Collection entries
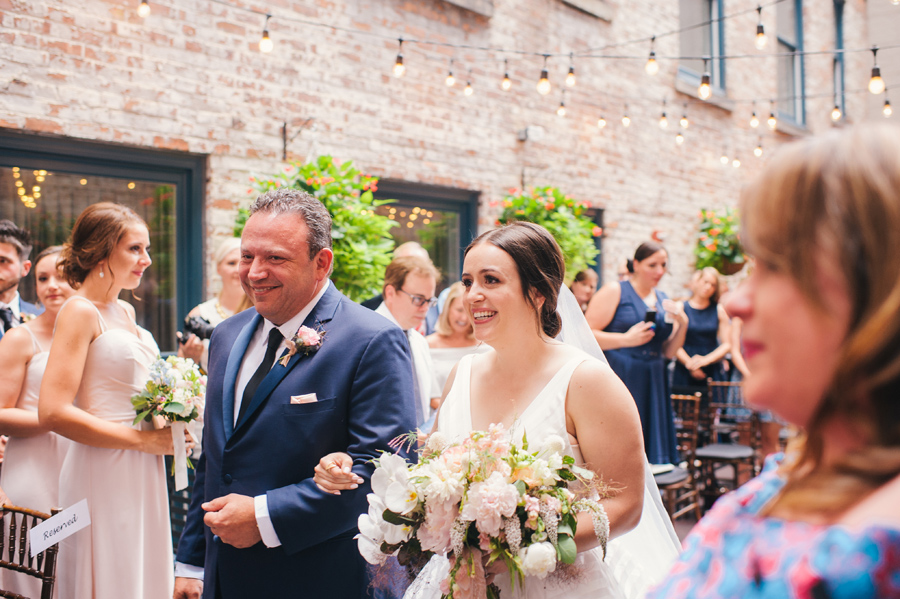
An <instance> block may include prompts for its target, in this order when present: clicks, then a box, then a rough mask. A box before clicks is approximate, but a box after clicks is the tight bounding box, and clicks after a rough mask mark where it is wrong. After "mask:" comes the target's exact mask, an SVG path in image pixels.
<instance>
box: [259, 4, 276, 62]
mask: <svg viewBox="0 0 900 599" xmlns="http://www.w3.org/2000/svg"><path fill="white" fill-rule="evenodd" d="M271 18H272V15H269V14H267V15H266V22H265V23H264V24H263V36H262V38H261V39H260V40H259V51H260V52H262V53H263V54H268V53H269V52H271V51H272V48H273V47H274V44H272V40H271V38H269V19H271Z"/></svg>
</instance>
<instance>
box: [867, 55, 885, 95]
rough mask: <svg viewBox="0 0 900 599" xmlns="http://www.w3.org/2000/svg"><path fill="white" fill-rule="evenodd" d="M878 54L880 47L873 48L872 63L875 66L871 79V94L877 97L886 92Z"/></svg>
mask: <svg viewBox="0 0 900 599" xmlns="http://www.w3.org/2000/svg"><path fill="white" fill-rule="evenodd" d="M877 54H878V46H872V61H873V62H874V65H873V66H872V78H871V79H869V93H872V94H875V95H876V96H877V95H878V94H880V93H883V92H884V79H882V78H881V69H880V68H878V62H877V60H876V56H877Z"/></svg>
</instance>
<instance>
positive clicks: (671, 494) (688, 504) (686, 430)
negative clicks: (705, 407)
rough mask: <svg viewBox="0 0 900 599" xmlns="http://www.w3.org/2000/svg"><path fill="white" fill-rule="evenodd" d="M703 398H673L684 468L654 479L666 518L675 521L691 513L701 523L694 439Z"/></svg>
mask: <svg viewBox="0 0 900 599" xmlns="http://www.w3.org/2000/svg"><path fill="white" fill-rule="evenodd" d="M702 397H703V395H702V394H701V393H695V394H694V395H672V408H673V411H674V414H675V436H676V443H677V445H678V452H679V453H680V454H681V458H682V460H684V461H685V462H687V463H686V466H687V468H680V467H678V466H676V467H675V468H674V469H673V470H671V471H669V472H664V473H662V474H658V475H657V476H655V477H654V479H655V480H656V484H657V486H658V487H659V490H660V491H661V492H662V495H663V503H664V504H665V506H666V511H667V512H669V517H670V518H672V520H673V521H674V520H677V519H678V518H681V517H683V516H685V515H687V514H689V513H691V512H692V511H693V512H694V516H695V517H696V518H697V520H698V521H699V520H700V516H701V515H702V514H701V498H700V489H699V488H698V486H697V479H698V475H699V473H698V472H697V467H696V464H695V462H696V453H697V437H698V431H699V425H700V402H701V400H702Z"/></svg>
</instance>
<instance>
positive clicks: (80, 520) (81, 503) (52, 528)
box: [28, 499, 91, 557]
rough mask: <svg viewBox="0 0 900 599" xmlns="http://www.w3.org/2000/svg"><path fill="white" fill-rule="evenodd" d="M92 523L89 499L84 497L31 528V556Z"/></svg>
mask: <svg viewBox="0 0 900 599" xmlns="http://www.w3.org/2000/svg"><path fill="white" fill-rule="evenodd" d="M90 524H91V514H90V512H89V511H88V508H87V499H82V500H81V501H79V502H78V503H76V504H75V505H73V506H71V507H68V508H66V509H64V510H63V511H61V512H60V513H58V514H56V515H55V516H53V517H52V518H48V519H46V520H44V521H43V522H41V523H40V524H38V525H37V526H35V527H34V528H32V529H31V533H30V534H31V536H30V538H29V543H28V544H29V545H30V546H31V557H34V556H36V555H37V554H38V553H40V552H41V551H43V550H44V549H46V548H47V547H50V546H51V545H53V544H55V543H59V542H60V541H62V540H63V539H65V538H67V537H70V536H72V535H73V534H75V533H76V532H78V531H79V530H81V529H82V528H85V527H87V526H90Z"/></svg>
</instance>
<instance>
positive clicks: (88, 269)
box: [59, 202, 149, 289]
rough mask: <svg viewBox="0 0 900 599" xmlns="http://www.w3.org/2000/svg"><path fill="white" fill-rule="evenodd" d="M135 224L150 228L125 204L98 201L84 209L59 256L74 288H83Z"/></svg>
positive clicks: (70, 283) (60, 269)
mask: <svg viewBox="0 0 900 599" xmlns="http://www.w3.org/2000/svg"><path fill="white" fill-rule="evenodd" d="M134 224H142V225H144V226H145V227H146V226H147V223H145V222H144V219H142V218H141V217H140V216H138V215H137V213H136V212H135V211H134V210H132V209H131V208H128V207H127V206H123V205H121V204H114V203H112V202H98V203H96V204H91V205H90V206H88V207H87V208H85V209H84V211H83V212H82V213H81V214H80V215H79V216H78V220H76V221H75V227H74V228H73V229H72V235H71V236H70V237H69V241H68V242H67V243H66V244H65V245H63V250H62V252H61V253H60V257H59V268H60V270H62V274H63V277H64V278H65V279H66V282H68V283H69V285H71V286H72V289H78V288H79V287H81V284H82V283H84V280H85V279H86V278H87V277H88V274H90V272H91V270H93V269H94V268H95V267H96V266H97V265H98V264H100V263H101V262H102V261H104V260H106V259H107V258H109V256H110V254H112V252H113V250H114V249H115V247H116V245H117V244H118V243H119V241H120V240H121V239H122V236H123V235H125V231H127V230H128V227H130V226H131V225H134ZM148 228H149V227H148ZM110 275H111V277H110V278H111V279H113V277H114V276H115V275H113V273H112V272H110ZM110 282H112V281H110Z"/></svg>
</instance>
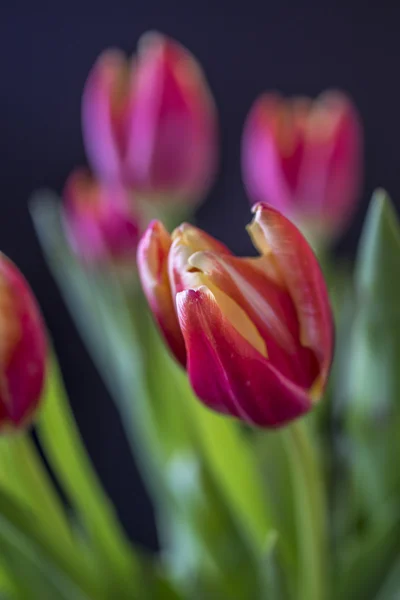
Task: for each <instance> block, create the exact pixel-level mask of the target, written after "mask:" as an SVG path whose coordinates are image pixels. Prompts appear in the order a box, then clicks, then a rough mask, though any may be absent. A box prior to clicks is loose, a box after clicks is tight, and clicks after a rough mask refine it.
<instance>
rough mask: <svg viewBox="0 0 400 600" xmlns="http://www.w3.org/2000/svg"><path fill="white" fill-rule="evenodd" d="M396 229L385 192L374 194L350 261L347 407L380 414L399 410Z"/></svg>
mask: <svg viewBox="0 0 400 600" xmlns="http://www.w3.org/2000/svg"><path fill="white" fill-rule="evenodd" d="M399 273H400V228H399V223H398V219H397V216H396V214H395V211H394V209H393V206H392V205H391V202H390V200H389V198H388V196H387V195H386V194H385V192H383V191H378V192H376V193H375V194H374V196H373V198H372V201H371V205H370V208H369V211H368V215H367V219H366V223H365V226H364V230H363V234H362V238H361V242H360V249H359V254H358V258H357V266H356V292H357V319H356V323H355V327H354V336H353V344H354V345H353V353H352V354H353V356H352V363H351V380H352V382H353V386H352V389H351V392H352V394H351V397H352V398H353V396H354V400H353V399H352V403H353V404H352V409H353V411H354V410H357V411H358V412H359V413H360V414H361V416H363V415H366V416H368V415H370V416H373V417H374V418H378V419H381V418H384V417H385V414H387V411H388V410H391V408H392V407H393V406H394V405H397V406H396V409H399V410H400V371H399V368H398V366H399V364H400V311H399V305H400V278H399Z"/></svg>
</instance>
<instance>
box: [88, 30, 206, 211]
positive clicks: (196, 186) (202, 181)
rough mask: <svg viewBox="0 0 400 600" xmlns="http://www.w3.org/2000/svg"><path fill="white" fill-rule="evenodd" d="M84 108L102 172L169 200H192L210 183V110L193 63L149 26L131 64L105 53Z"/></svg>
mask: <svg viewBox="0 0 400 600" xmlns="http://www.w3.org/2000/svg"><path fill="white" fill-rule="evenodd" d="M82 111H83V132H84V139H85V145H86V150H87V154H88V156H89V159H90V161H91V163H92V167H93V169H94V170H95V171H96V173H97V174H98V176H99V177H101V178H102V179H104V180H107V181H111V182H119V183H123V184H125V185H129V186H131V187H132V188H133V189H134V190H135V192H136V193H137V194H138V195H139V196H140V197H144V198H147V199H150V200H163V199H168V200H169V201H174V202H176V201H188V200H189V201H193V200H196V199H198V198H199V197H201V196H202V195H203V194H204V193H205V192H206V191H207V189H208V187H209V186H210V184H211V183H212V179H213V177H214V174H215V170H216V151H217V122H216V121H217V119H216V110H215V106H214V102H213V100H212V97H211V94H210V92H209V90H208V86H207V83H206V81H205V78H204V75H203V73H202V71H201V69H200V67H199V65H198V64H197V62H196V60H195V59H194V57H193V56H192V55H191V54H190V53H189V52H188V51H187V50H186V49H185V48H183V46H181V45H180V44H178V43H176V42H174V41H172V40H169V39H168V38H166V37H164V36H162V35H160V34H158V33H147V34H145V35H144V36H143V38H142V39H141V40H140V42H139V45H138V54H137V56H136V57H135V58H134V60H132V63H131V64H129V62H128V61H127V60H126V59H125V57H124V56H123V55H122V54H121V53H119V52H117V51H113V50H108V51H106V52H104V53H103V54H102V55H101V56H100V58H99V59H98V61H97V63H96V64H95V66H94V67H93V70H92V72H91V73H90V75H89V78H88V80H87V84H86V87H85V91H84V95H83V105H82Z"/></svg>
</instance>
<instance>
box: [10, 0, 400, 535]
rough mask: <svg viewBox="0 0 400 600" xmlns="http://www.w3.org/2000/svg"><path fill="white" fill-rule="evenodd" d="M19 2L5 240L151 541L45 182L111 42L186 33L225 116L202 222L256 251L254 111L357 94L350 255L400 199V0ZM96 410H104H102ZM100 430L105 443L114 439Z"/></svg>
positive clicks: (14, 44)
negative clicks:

(ASSIGNED TASK):
Look through the entries and find each line that has the string "image". Copy those lines.

(TASK ANSWER):
An <instance> block may include prompts for its target, in this order when present: clicks, then a box, then a rough mask. A box before clicks is approximate, but a box after clicks is the tight bounding box, and clicks after a rough mask mark where it is wrong. After "mask:" comes the target's exact mask, an SVG path in image pixels.
Task: for each <instance> block, create the exact pixel-level mask of the target, written after "mask:" as an SVG path whose coordinates are image pixels. Prompts appear in the order a box, then clicks, then a rough mask, though any may be absent. A box prior to clicks is loose, a box after clicks is tight, and clicks after a rough mask refine it.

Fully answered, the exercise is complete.